**WHAT IS REQUIRED:**
Set the entries down again exactly; none may be skipped.

Segment Start: EXERCISE INPUT

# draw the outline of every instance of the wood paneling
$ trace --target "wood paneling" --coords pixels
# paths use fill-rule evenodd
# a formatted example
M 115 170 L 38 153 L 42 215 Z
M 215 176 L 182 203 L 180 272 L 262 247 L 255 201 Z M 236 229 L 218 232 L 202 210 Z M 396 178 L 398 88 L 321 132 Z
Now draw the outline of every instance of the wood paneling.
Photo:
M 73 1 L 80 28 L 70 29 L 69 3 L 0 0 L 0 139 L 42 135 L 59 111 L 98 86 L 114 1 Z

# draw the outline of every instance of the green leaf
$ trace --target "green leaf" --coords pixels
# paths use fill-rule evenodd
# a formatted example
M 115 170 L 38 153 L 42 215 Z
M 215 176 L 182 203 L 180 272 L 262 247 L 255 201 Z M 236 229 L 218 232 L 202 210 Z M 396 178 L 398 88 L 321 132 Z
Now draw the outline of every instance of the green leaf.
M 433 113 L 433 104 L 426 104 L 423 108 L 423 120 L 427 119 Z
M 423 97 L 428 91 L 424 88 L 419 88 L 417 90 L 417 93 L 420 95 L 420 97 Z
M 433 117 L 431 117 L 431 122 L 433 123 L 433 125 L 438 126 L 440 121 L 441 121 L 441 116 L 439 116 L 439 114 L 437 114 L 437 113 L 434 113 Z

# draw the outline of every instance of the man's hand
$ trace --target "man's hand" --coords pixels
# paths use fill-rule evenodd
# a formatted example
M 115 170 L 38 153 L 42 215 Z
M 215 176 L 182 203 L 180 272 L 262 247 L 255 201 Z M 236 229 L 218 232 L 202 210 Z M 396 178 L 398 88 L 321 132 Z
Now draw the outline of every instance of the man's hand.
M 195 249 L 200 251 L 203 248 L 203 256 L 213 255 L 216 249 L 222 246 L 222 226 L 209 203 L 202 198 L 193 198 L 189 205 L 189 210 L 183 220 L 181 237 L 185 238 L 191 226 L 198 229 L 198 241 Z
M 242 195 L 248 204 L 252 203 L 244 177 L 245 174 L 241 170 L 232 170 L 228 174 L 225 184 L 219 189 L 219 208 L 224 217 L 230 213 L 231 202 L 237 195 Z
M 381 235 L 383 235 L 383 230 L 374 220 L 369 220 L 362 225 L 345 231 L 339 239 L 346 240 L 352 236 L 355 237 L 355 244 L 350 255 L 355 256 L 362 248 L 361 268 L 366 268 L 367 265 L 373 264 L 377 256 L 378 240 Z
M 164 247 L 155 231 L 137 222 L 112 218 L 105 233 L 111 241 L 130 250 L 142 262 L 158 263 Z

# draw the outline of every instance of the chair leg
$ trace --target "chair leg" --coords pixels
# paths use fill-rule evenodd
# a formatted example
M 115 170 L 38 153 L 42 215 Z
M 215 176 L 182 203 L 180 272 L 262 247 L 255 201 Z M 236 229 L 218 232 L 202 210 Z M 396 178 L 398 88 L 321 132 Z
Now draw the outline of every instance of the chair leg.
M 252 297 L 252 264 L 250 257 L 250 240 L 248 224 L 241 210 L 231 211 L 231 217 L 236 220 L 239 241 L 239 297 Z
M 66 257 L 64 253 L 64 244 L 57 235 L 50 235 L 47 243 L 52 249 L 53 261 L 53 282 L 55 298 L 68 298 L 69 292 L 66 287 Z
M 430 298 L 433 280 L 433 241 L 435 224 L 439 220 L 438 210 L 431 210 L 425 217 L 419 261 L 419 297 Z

Segment End: EXERCISE INPUT

**REPLY:**
# draw the outline of every instance of the wood paneling
$ trace --target "wood paneling" --coords pixels
# paths use fill-rule evenodd
# a formatted example
M 115 170 L 38 153 L 42 215 Z
M 215 176 L 182 203 L 180 272 L 262 247 L 255 201 Z M 236 229 L 218 232 L 202 210 Z M 396 178 L 398 88 L 321 132 Z
Now draw the outline of every instance of the wood paneling.
Photo:
M 73 1 L 80 28 L 70 29 L 69 3 L 0 0 L 0 139 L 42 135 L 59 111 L 98 86 L 114 1 Z

# draw the outline of every instance of the green leaf
$ trace --target "green leaf" --coords pixels
# paths use fill-rule evenodd
# a formatted example
M 115 170 L 38 153 L 42 215 Z
M 215 176 L 182 203 L 180 272 L 262 247 L 255 201 Z M 236 229 L 218 232 L 202 210 Z M 396 178 L 398 88 L 321 132 Z
Now draw the outline of every instance of the green leaf.
M 433 113 L 433 104 L 426 104 L 423 108 L 423 120 L 427 119 Z
M 423 97 L 428 91 L 424 88 L 419 88 L 417 90 L 417 93 L 420 95 L 420 97 Z
M 433 117 L 431 117 L 431 122 L 433 123 L 433 125 L 438 126 L 440 121 L 441 121 L 441 116 L 439 116 L 439 114 L 437 114 L 437 113 L 434 113 Z

# draw the outline of every instance of the man's hand
$ trace --target "man's hand" --coords pixels
# paths use fill-rule evenodd
# a formatted example
M 115 170 L 38 153 L 42 215 Z
M 215 176 L 182 203 L 180 272 L 262 247 L 255 201 Z M 236 229 L 218 232 L 202 210 Z M 396 178 L 398 88 L 321 132 Z
Now draw the outline of every instance of the man's hand.
M 195 249 L 200 251 L 203 248 L 203 256 L 213 255 L 216 249 L 222 246 L 222 226 L 209 203 L 202 198 L 193 198 L 189 205 L 189 210 L 183 220 L 181 237 L 185 238 L 191 226 L 198 229 L 198 241 Z
M 242 195 L 248 204 L 252 203 L 244 177 L 245 174 L 241 170 L 232 170 L 228 174 L 225 184 L 219 189 L 219 208 L 224 217 L 230 213 L 231 202 L 237 195 Z
M 381 235 L 383 235 L 383 230 L 374 220 L 369 220 L 362 225 L 345 231 L 339 239 L 346 240 L 352 236 L 355 237 L 355 244 L 350 255 L 355 256 L 362 248 L 361 268 L 366 268 L 367 265 L 373 264 L 377 256 L 378 240 Z
M 164 247 L 155 231 L 137 222 L 112 218 L 105 233 L 111 241 L 130 250 L 142 262 L 158 263 Z

# draw the outline of every instance of the chair leg
$ trace --target "chair leg" --coords pixels
# paths use fill-rule evenodd
# a formatted example
M 115 170 L 38 153 L 42 215 Z
M 215 176 L 182 203 L 180 272 L 262 247 L 255 201 Z M 236 229 L 218 232 L 202 210 Z M 396 178 L 398 88 L 321 132 Z
Now draw the outline of every instance of the chair leg.
M 252 297 L 252 264 L 250 257 L 250 240 L 248 224 L 241 210 L 231 211 L 231 217 L 236 220 L 239 241 L 239 297 Z
M 66 257 L 64 253 L 64 244 L 57 235 L 50 235 L 47 243 L 52 249 L 53 261 L 53 282 L 55 298 L 68 298 L 69 292 L 66 287 Z
M 430 298 L 433 280 L 433 241 L 435 224 L 439 220 L 438 210 L 431 210 L 425 217 L 419 261 L 419 297 Z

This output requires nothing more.